───── ОТРЫВОК ОБСУЖДЕНИЯ ─────

# Марка аккордеона.



## kolabook (28 Ноя 2015)

Добрый день. Есть такой аккордеон, вроде немецкий. На тыльной стороне правого полукорпуса есть чёрная планка, на ней просматриваются буквы Kli...
Кто знает марку или название, подскажите пожалуйста.


----------



## Kuzalogly (28 Ноя 2015)

Аккордеон "PavoReal", 7/8,37х96-III-5/3 1960 года выпуска, ГДР. Буквы- Клингенталь. Барахло.


----------



## kolabook (28 Ноя 2015)

Спасибо. Хотя на счёт барахло сомнения. Компрессия хорошая, строит не хуже новых, механика в порядке, регистры переключаются нормально.


----------



## Kuzalogly (28 Ноя 2015)

Трёхголосый. Малорегистровый. Морально это уже динозавр.
Хотя, если критерий- компрессия и переключение регистров- отличный аккордеон.

─────

# ЗАДАНИЕ 1
Какой год выпуска аккордеона называет Kuzalogly в обсуждении марки аккордеона?
# ЗАДАНИЕ 2
Продолжите обсуждение марки аккордеона, начиная сразу после последней фразы Kuzalogly.

───── ИСХОДНЫЕ ДАННЫЕ ─────

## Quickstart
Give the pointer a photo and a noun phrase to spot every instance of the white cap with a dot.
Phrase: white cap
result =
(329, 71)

─────

# ОТВЕТ 1
1960 год.

# ОТВЕТ 2
Хорошо, что Вы не спрашиваете про его цену. Правда, хорошо.


----------



## vev (28 Ноя 2015)

kolabook писал:


> Спасибо. Хотя на счёт барахло сомнения. Компрессия хорошая, строит не хуже новых, механика в порядке, регистры переключаются нормально.


Согласен полностью. Барахло. Все, что могло высохнуть - высохло, что не могло - высохло тоже. Звук посредственный. Может пару тысяч за него кто в бреду и даст, но я б не дал...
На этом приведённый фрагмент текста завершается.